WHAT IS ASKED »
Rewrite the entries from the line with "One marker for each instance of the green" to the line with "One marker for each instance of the child's", both included, replacing "position" with "location" and keeping everything else the same. Return only those lines.

PROVIDED ENTRIES »
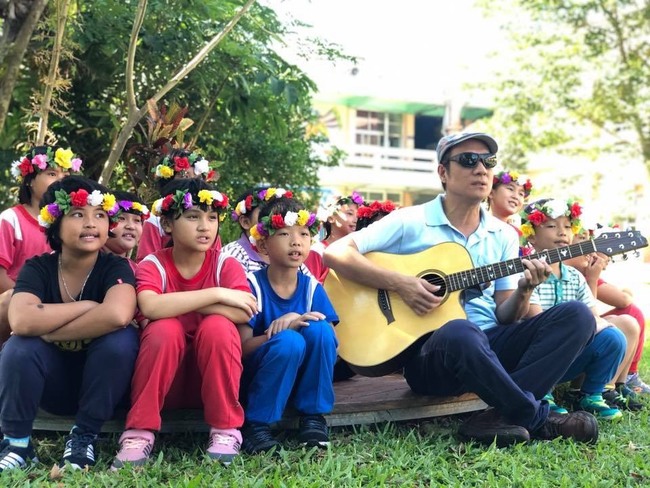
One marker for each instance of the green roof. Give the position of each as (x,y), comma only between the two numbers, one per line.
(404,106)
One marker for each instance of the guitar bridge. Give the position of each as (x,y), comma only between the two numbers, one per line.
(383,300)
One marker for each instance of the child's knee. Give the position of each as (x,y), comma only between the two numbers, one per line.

...

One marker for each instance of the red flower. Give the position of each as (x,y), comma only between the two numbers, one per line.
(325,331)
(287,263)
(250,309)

WRITTEN SOLUTION »
One marker for each instance of the green roof. Give the location of each as (x,y), comma only between the two numbers, one per line.
(404,106)
One marker for each instance of the guitar bridge. Give the location of each as (x,y), comma only between the two numbers, one per line.
(383,300)
One marker for each instance of the child's knee. Give the location of each as (x,y), comma only between the two numbers, one per line.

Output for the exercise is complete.